## ИЗВЛЕЧЁННЫЙ ТЕКСТ
---
Пушкин как инструмент введения идеологически правильной иерархии в «дружбе народов»: все народы равны, но русские «немного равнее»
Во времена позднего Просвещения и романтизма считалось, что все великие государственные народы с их цивилизаторской миссией – это носители великих культур, которые создают объединительный каркас для остальных «малых» народов, вроде бы неспособных к собственному нациотворению. Наталья Старченко, доктор исторических наук, рассказывает о том, как Пушкин из выдающегося поэта превратился в инструмент продвижения российской имперской идеи.
Главная идеологическая триада Российской империи «православие-самодержавие-народность», как и многое другое, была имитацией. В конце концов, она представляла собой только пародию на лозунг французской революции «свобода, равенство, братство». Следовательно, главный жандарм Европы, кроме штыков и орудий, не имел ничего под рукой, что можно было бы противопоставить европейской культуре с ее Данте, Шекспиром и Шиллером. Товар, предлагаемый «немой и дикой» Россией, культурной пустотой, которой она представала на европейском фоне, был нерелевантным. Это, собственно, понимали и в самой России. Поэтому речь Федора Достоевского в 1880 году на открытии памятника Пушкину в Москве превратилась в своеобразное российское предложение на экспорт, тот голос, который должен обращаться к другим народам вне времени. (Собственно, за этим лекалом впоследствии товар превратится и сам Достоевский, один из выразителей «загадочной русской души». В то же время этот продукт был крайне необходим и самой Российской империи.)
Некоторые фрагменты речи Достоевского резонируют с современностью и позволяют лучше понять природу русского мировосприятия и ценностей (или их отсутствия). Ведь, как для Достоевского, принципиально было не только уловить сущность творчества Пушкина, но и через него вытащить на свет Божий особенное предназначение русского народа как мессии: «В европейских литературах были громадной величины художественные гении – Шекспиры, Сервантесы, Шиллеры. Но укажите хоть на одного из этих великих гениев, который бы обладал такою способностью всемирной отзывчивости, как наш Пушкин. И эту-то способность, главнейшую способность нашей национальности, он именно разделяет с народом нашим, и тем, главнейше, он и народный поэт. […] Ибо что такое сила духа русской народности как не стремление ее в конечных целях своих ко всемирности и ко всечеловечности?».
---
## ЗАПИСАННЫЕ ДАННЫЕ
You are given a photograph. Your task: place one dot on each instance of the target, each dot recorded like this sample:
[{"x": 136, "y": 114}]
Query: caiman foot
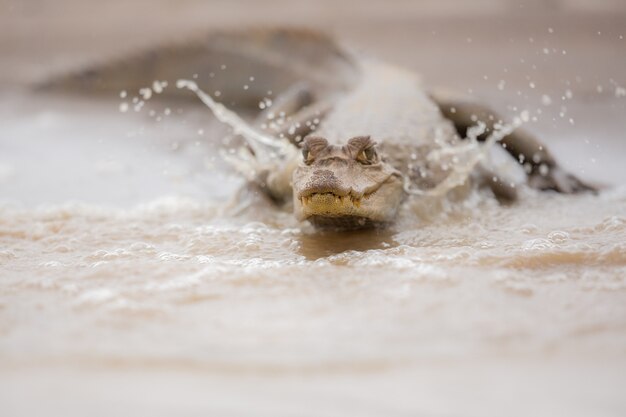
[{"x": 556, "y": 179}]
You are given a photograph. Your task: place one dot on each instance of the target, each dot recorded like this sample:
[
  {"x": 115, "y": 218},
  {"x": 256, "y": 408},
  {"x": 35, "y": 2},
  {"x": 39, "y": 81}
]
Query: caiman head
[{"x": 347, "y": 187}]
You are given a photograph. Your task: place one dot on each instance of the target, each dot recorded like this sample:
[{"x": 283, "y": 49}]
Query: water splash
[
  {"x": 239, "y": 126},
  {"x": 472, "y": 153}
]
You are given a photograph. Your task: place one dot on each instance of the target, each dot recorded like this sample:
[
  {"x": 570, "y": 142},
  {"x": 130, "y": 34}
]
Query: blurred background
[{"x": 119, "y": 312}]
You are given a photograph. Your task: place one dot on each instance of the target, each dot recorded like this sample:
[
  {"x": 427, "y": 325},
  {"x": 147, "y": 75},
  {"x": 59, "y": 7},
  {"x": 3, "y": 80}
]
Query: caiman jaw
[{"x": 329, "y": 200}]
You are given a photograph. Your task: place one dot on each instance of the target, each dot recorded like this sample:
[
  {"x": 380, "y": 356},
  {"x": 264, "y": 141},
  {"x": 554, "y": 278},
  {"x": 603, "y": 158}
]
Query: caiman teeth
[{"x": 339, "y": 199}]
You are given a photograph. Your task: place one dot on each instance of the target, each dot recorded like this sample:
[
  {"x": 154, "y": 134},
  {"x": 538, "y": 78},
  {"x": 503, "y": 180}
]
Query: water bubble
[{"x": 145, "y": 93}]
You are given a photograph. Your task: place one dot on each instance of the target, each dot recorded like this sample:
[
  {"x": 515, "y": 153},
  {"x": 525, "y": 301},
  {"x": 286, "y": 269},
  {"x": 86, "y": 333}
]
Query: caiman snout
[{"x": 345, "y": 186}]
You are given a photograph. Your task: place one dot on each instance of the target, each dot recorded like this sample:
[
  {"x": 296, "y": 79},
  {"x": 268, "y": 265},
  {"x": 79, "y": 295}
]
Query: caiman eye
[
  {"x": 367, "y": 156},
  {"x": 306, "y": 156}
]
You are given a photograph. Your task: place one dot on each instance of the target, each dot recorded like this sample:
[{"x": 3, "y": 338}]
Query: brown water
[{"x": 132, "y": 284}]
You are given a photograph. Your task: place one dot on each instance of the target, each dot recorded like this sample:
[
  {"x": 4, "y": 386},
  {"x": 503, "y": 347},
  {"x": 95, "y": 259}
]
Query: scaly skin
[{"x": 374, "y": 135}]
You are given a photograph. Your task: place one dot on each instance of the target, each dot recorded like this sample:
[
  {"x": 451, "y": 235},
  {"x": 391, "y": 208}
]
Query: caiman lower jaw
[{"x": 329, "y": 200}]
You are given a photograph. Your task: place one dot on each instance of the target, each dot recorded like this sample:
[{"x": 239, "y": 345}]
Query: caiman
[{"x": 343, "y": 137}]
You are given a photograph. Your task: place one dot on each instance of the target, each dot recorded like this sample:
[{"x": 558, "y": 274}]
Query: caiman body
[{"x": 367, "y": 130}]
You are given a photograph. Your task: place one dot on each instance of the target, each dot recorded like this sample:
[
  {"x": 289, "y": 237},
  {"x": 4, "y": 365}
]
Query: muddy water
[
  {"x": 133, "y": 271},
  {"x": 131, "y": 284}
]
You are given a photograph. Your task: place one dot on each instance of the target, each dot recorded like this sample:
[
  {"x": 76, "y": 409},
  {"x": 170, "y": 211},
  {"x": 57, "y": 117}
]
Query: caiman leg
[{"x": 543, "y": 171}]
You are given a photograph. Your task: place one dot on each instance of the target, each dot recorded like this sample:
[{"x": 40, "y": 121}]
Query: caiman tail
[{"x": 242, "y": 65}]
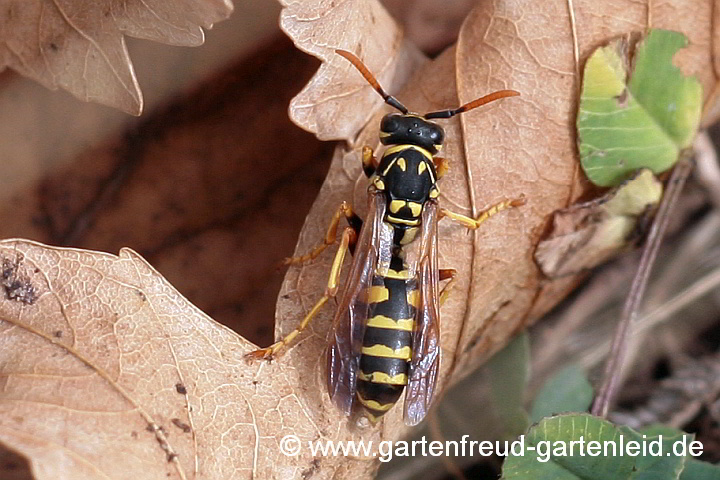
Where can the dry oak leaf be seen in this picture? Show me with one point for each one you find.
(107, 372)
(79, 45)
(518, 146)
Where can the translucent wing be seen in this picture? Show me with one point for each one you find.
(345, 339)
(426, 337)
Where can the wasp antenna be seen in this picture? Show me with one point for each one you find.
(474, 104)
(357, 63)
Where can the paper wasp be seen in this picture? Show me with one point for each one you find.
(385, 336)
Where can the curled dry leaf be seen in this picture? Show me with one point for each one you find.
(79, 45)
(106, 371)
(584, 235)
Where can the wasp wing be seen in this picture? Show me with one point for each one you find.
(345, 339)
(425, 360)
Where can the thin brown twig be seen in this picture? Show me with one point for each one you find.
(612, 374)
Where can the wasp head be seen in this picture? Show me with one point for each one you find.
(400, 128)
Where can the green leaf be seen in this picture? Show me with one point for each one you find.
(551, 451)
(642, 121)
(566, 391)
(509, 370)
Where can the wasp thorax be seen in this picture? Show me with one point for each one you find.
(399, 129)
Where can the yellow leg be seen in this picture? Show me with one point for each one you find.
(349, 236)
(441, 166)
(343, 211)
(446, 273)
(474, 223)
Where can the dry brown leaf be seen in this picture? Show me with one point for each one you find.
(586, 234)
(519, 146)
(121, 377)
(79, 45)
(335, 103)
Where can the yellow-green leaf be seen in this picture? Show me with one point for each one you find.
(629, 120)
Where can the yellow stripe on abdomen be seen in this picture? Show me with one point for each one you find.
(384, 351)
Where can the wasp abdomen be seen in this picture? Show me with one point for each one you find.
(387, 344)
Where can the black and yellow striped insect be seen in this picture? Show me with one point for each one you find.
(385, 336)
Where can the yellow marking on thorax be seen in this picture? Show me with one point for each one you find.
(375, 405)
(382, 377)
(415, 208)
(414, 298)
(382, 321)
(387, 169)
(399, 148)
(378, 294)
(396, 205)
(409, 235)
(379, 350)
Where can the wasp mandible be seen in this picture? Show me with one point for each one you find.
(386, 330)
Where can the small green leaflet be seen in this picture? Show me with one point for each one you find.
(628, 121)
(553, 447)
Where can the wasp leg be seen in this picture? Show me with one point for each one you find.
(441, 166)
(331, 235)
(370, 163)
(474, 223)
(447, 273)
(349, 237)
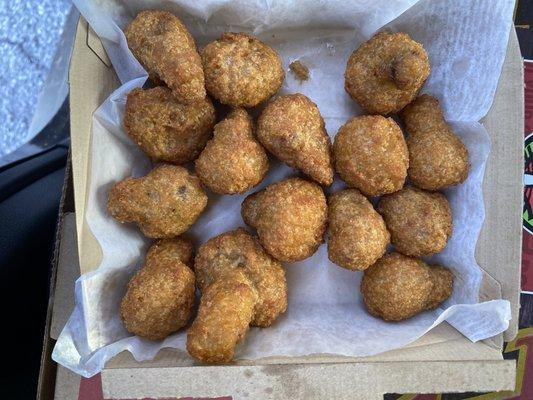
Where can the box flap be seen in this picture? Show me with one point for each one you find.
(499, 248)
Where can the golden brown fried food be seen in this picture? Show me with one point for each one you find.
(177, 247)
(385, 73)
(398, 287)
(166, 129)
(420, 222)
(241, 285)
(437, 157)
(233, 161)
(357, 236)
(371, 155)
(226, 308)
(160, 297)
(164, 203)
(290, 217)
(239, 250)
(292, 129)
(240, 70)
(166, 49)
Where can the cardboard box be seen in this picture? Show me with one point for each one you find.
(441, 361)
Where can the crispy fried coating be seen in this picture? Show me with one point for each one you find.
(385, 73)
(164, 203)
(437, 157)
(371, 155)
(178, 247)
(398, 287)
(239, 250)
(290, 217)
(160, 297)
(166, 49)
(166, 129)
(233, 161)
(357, 236)
(226, 308)
(241, 285)
(292, 129)
(420, 222)
(240, 70)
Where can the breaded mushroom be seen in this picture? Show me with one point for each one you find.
(385, 73)
(437, 157)
(240, 70)
(290, 217)
(233, 161)
(166, 49)
(165, 129)
(164, 203)
(226, 308)
(176, 247)
(241, 285)
(420, 222)
(160, 297)
(292, 129)
(371, 155)
(357, 236)
(398, 287)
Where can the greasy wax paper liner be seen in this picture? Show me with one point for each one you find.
(466, 41)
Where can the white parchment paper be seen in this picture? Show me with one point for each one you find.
(466, 41)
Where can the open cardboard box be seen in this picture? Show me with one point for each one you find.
(441, 361)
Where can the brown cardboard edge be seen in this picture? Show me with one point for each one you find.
(308, 381)
(87, 66)
(509, 94)
(47, 370)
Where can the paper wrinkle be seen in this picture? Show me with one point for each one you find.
(466, 41)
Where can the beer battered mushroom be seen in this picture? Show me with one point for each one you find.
(385, 73)
(290, 218)
(160, 297)
(233, 161)
(165, 129)
(357, 236)
(164, 203)
(241, 286)
(371, 155)
(166, 49)
(292, 129)
(420, 222)
(398, 287)
(437, 157)
(240, 70)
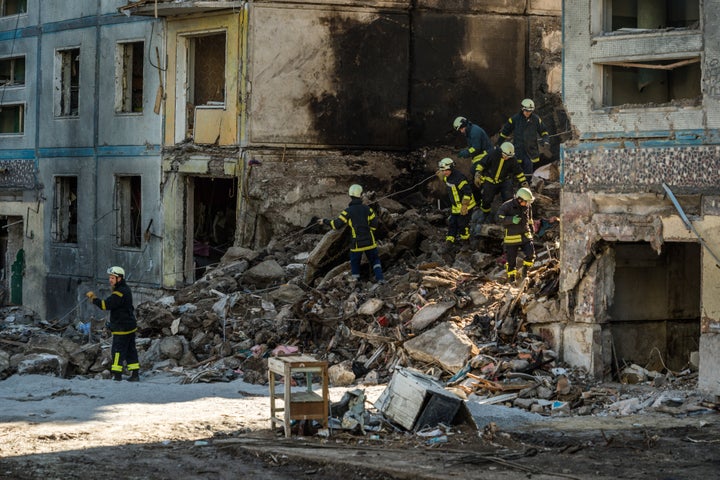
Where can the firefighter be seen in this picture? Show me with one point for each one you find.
(516, 216)
(122, 324)
(478, 144)
(525, 127)
(461, 199)
(362, 222)
(497, 173)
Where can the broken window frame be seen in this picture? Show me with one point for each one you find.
(17, 120)
(65, 210)
(130, 77)
(12, 71)
(12, 7)
(67, 82)
(186, 75)
(672, 21)
(649, 67)
(128, 208)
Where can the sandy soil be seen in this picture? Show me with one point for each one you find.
(54, 428)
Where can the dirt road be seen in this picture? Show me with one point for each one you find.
(83, 429)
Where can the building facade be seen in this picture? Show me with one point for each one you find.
(639, 210)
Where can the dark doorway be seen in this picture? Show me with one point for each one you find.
(213, 209)
(655, 314)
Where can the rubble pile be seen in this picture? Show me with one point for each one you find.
(450, 315)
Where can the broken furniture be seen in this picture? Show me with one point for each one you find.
(414, 401)
(303, 405)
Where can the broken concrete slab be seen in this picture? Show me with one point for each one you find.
(445, 345)
(428, 314)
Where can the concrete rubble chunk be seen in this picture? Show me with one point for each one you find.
(371, 306)
(264, 274)
(43, 364)
(445, 345)
(341, 375)
(428, 314)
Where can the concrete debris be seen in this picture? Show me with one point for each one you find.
(491, 346)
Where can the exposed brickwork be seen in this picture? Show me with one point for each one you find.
(642, 169)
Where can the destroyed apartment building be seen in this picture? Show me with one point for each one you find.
(158, 135)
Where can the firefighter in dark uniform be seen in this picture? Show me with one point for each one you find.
(497, 173)
(122, 324)
(525, 127)
(461, 199)
(362, 222)
(478, 144)
(516, 216)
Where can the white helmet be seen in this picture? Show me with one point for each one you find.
(117, 271)
(508, 149)
(446, 164)
(459, 123)
(355, 191)
(525, 194)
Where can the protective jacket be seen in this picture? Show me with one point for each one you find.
(495, 168)
(525, 133)
(362, 222)
(458, 190)
(122, 312)
(478, 143)
(515, 233)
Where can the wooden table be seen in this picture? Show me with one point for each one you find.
(304, 405)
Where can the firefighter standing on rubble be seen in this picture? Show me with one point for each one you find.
(478, 144)
(496, 173)
(515, 216)
(461, 199)
(122, 324)
(362, 222)
(525, 127)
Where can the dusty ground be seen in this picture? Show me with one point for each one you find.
(52, 428)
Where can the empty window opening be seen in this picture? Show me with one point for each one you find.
(67, 83)
(213, 217)
(12, 119)
(64, 219)
(655, 312)
(12, 71)
(12, 7)
(651, 14)
(129, 86)
(128, 205)
(652, 82)
(206, 83)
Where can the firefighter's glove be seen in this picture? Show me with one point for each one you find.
(479, 179)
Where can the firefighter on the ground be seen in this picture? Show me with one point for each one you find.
(497, 173)
(122, 324)
(525, 127)
(478, 144)
(362, 222)
(515, 216)
(461, 199)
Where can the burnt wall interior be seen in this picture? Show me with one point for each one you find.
(369, 104)
(655, 311)
(474, 66)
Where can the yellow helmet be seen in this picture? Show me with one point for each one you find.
(508, 149)
(117, 271)
(446, 164)
(355, 191)
(525, 194)
(459, 123)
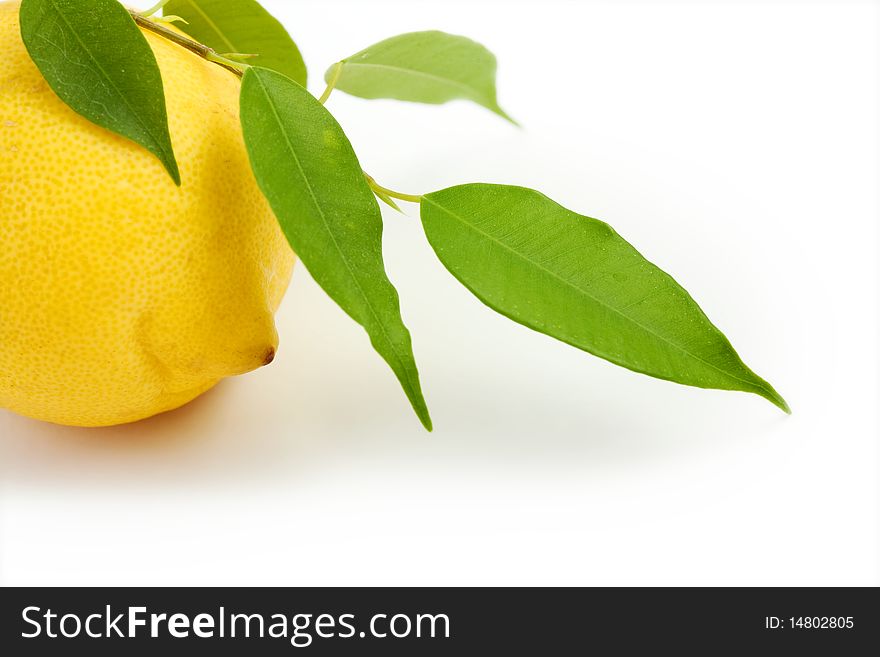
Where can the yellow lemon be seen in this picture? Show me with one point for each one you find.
(122, 295)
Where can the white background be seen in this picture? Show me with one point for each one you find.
(734, 143)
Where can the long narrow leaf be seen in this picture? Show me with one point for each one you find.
(97, 61)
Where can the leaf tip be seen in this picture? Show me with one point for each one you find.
(172, 169)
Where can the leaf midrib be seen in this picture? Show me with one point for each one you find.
(596, 300)
(389, 341)
(158, 143)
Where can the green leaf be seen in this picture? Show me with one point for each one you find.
(575, 279)
(97, 61)
(424, 67)
(241, 26)
(308, 171)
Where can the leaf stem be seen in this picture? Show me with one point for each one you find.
(337, 71)
(156, 7)
(376, 187)
(199, 49)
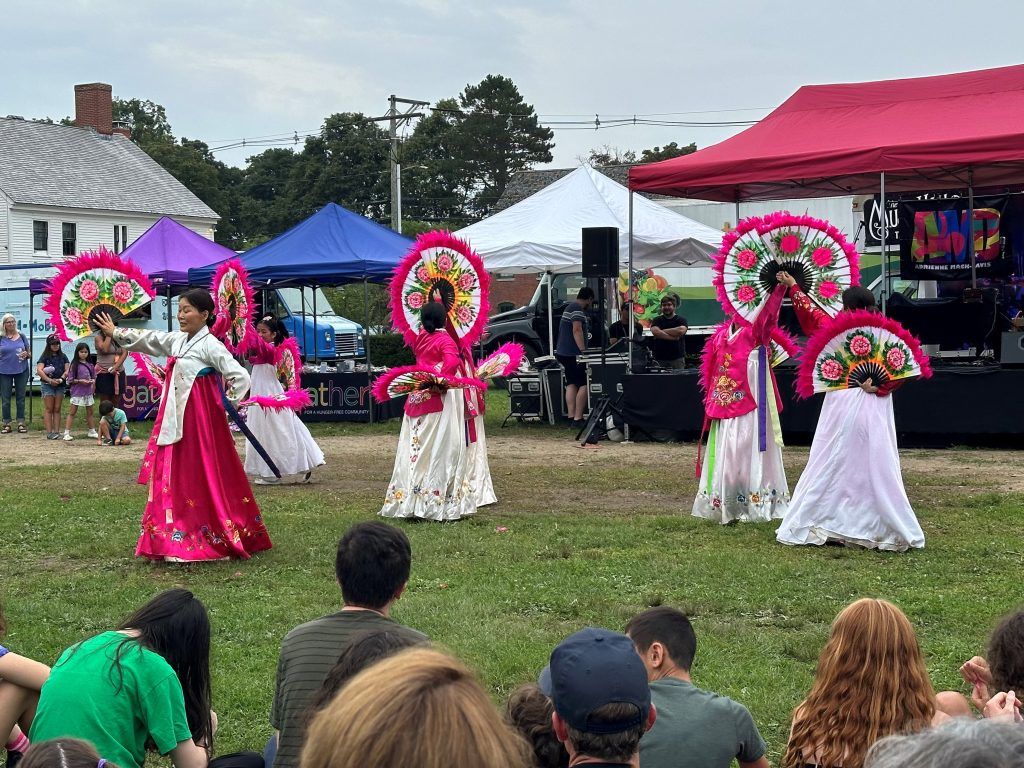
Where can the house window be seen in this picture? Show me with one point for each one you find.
(120, 238)
(69, 233)
(40, 236)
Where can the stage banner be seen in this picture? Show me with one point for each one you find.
(140, 398)
(934, 239)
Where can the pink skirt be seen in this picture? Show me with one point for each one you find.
(200, 505)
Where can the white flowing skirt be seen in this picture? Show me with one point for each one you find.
(282, 432)
(737, 481)
(479, 469)
(431, 477)
(852, 488)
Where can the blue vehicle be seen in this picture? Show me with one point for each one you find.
(307, 314)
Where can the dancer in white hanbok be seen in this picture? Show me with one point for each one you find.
(851, 491)
(275, 425)
(431, 476)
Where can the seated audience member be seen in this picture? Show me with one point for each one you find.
(365, 650)
(20, 681)
(1000, 673)
(870, 682)
(598, 685)
(64, 753)
(372, 566)
(958, 743)
(528, 711)
(419, 708)
(694, 728)
(145, 684)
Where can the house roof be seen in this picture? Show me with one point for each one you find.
(68, 167)
(524, 183)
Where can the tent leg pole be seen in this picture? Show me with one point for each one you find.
(970, 229)
(32, 345)
(629, 297)
(366, 341)
(885, 240)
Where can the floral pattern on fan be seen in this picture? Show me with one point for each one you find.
(855, 347)
(92, 283)
(151, 371)
(420, 384)
(817, 255)
(235, 299)
(505, 360)
(440, 265)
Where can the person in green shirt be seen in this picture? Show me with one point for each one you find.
(694, 728)
(123, 692)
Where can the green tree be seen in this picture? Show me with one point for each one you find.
(435, 182)
(667, 153)
(501, 135)
(146, 120)
(265, 207)
(347, 164)
(610, 156)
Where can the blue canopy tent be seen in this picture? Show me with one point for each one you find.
(333, 247)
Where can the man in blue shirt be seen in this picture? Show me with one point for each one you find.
(573, 332)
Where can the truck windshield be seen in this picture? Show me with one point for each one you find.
(293, 300)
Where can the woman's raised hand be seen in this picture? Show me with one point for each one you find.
(104, 324)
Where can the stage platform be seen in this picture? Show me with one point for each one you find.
(960, 406)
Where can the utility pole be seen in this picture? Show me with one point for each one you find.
(395, 121)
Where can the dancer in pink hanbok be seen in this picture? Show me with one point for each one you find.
(200, 505)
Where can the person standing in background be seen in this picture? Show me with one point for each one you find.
(669, 331)
(14, 355)
(573, 333)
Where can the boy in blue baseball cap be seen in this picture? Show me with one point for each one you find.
(598, 685)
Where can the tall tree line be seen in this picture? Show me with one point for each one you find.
(457, 161)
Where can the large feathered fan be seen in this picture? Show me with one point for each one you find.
(502, 361)
(151, 371)
(233, 298)
(420, 384)
(92, 283)
(294, 397)
(821, 260)
(857, 346)
(440, 264)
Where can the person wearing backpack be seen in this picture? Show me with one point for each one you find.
(14, 353)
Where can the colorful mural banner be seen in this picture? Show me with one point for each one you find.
(935, 239)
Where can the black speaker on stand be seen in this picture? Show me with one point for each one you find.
(600, 259)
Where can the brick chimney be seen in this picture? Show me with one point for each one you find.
(94, 107)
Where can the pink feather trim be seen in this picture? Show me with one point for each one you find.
(515, 352)
(379, 389)
(98, 259)
(146, 368)
(220, 327)
(842, 323)
(437, 239)
(292, 399)
(764, 224)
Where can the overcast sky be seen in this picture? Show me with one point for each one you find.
(227, 70)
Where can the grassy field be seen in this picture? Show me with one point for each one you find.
(592, 537)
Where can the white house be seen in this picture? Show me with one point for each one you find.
(65, 189)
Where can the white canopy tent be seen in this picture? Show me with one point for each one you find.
(542, 233)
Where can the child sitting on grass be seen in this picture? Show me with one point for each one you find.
(113, 425)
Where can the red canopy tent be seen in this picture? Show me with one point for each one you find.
(948, 131)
---
## ЧТО СДЕЛАТЬ
a - Повторите слово в слово часть текста о Пушкине: всё от «Пушкин как инструмент» и ниже, вплоть до «российской имперской идеи.».
b - Продолжите текст о Пушкине, начав сразу после его последнего предложения.
Записи никак не связаны с текстом о Пушкине.

## ОТВЕТЫ ПО ЗАДАНИЯМ
a -
Пушкин как инструмент введения идеологически правильной иерархии в «дружбе народов»: все народы равны, но русские «немного равнее»
Во времена позднего Просвещения и романтизма считалось, что все великие государственные народы с их цивилизаторской миссией – это носители великих культур, которые создают объединительный каркас для остальных «малых» народов, вроде бы неспособных к собственному нациотворению. Наталья Старченко, доктор исторических наук, рассказывает о том, как Пушкин из выдающегося поэта превратился в инструмент продвижения российской имперской идеи.

b -
Федору Достоевскому удалось гениально уловить потребность времени, нащупав почву, которая надолго обеспечит новую жизнь для «народного поэта и пророка». В то же время он предложил центральную идею для единого культурного пространства в империи, которая превращалась в русское национальное государство.
С легкой руки Достоевского и его преемников столетие со дня рождения Пушкина в 1899 году явилось условной датой появления не просто гениального русского поэта, а русского поэта-пророка, выразителя национального духа. Пушкин-пророк своим творчеством, содержавшим «всечеловечность», претендовал на мировое значение, а вместе с тем он оказался нужным не только империи Романовых, но и будущей русской революции. Луначарский в 1922 году в своей речи подчеркивал важность празднования годовщин Пушкина, этого русского «прародителя Адама», чья роль сравнима с Данте и Петраркой в Италии или Шиллером и Гете в Германии. Пророчество Достоевского о великом предназначении России сбылось; Пушкин своим Словом утверждал/создавал нацию, ее язык и служение. В то же время творчество пророка содержало «эмоционально-идейное содержание общечеловеческого значения».
Впрочем, до апофеоза воплощение идеи Пушкина-пророка дошло лишь в 30-е (вполне возможно, не без влияния великого празднования юбилея Гете в 1932-м). Столетие со дня смерти Пушкина готовилось несколько лет с размахом сталинского монументализма. 10 февраля 1937 года к памятнику Пушкину в Москве направилась 25-тысячная колонна, что должно было продемонстрировать объединение советских людей вокруг личности поэта. Торжественное заседание с участием Сталина и членов Политбюро состоялось в Большом театре с патетическими речами и концертной частью. Трансляцию этого действа слушали по радио миллионы. Отдельно был организован вечер для всех московских старшеклассников в роскошном Колонном зале. Огромный размах пушкинских мероприятий – лекций, выставок, концертов, представлений, изданий книг – должен был утвердить тесную связь советского народа с мертвым, а вместе с тем вечно живым героем, выразителем русского народного духа, учителем и наставником. Проявление любви к Пушкину означало любовь к героическому прошлому своего народа и гордость от успехов социалистического строительства и развития социалистической культуры.
Канонизация Пушкина как национального русского пророка, по сути, произошедшая между 1899 и 1937 годами, шла параллельно с поворотом большевистской власти к русскоцентрическому официальному национализму. 1937 год поставил точку в пусть и относительном, но равенстве народов Советского Союза. Культ Пушкина как русского поэта всего советского народа должен был работать на создание гомогенной культуры на русском фундаменте.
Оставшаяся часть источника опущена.